* [AUFGABE 1] Was quälte Heike Wiesner laut dem Ausgangstext über die Zeit nach dem Unfall lange neben dem Schmerz über den Verlust?
* [AUFGABE 2] Gib aus dem Ausgangstext über die Zeit nach dem Unfall die Stelle von „An die Zeit“ bis einschließlich „erinnert sie sich.“ wortgetreu wieder.
* [AUFGABE 3] Wie begründet der Ausgangstext über die Zeit nach dem Unfall, dass Heike Wiesner zunächst noch funktionierte und erst später zusammenbrach?

An die Zeit nach dem Unfall erinnert sich Heike Wiesner gut. Solange die Familie mit der Beerdigung und den Formalitäten beschäftigt war, habe sie funktioniert. Dann kam der Zusammenbruch. Alles habe unendlich viel Kraft gekostet. Das Aufstehen, das Essen, das Weiterleben. Eine Zeit lang habe sie das Gefühl gehabt, durchzudrehen, wenn Doreen nicht augenblicklich zurückkommt. „Es hat körperlich wehgetan“, veranschaulicht Heike Wiesner. Neben dem Schmerz über den Verlust quälten sie für lange Zeit rasende Wut und irrationale Schuldgefühle. „Ich fragte mich: Warum habe ich ihr die Fahrstunden erlaubt? Wieso habe ich sie an dem Nachmittag nicht mit dem Auto gebracht? Vor allem die Nächte waren schlimm“, erinnert sie sich.

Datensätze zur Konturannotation
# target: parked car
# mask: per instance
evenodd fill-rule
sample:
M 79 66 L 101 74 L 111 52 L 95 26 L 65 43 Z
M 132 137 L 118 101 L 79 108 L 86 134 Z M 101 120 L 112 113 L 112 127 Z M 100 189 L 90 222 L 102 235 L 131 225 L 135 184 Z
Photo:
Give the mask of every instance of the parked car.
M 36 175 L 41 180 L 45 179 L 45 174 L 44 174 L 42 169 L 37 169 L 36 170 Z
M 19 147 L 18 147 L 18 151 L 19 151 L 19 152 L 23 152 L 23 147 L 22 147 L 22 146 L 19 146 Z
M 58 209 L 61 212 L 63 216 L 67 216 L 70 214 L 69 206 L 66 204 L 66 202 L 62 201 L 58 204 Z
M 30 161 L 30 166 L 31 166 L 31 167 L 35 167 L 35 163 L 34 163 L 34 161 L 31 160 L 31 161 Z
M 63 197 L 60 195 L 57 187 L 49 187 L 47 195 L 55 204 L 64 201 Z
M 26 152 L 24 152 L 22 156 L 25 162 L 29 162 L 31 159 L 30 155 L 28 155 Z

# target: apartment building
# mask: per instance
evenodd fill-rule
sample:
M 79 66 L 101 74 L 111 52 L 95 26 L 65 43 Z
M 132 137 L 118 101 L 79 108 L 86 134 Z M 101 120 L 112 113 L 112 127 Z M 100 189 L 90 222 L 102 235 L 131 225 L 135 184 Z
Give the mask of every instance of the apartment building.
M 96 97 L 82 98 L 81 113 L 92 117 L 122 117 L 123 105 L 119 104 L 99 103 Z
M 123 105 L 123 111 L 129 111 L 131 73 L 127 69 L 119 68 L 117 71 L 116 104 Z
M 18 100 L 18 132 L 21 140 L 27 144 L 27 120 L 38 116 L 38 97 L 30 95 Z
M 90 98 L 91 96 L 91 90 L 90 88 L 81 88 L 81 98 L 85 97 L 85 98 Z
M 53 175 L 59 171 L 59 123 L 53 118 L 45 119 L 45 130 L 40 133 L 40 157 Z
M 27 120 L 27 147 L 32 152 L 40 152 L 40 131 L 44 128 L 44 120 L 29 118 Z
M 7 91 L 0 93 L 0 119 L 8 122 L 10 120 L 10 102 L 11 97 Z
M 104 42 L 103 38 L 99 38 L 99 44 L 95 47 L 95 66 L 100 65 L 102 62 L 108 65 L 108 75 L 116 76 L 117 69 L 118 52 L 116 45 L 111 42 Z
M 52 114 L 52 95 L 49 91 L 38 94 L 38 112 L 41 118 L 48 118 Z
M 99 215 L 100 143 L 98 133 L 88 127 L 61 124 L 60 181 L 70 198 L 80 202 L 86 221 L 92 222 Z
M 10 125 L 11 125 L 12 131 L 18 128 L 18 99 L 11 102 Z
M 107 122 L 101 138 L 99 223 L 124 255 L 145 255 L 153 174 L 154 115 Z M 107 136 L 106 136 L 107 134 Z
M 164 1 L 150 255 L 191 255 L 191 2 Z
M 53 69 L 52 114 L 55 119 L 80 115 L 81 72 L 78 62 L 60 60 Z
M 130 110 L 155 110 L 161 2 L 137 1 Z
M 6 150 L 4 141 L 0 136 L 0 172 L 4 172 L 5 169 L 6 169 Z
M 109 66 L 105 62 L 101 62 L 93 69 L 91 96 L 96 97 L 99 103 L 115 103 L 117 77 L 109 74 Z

* [LÖSUNG 1] Rasende Wut und irrationale Schuldgefühle.

* [LÖSUNG 2]
An die Zeit nach dem Unfall erinnert sich Heike Wiesner gut. Solange die Familie mit der Beerdigung und den Formalitäten beschäftigt war, habe sie funktioniert. Dann kam der Zusammenbruch. Alles habe unendlich viel Kraft gekostet. Das Aufstehen, das Essen, das Weiterleben. Eine Zeit lang habe sie das Gefühl gehabt, durchzudrehen, wenn Doreen nicht augenblicklich zurückkommt. „Es hat körperlich wehgetan“, veranschaulicht Heike Wiesner. Neben dem Schmerz über den Verlust quälten sie für lange Zeit rasende Wut und irrationale Schuldgefühle. „Ich fragte mich: Warum habe ich ihr die Fahrstunden erlaubt? Wieso habe ich sie an dem Nachmittag nicht mit dem Auto gebracht? Vor allem die Nächte waren schlimm“, erinnert sie sich.

* [LÖSUNG 3] Sie funktionierte, solange die Familie mit der Beerdigung und den Formalitäten beschäftigt war. Danach kam der Zusammenbruch.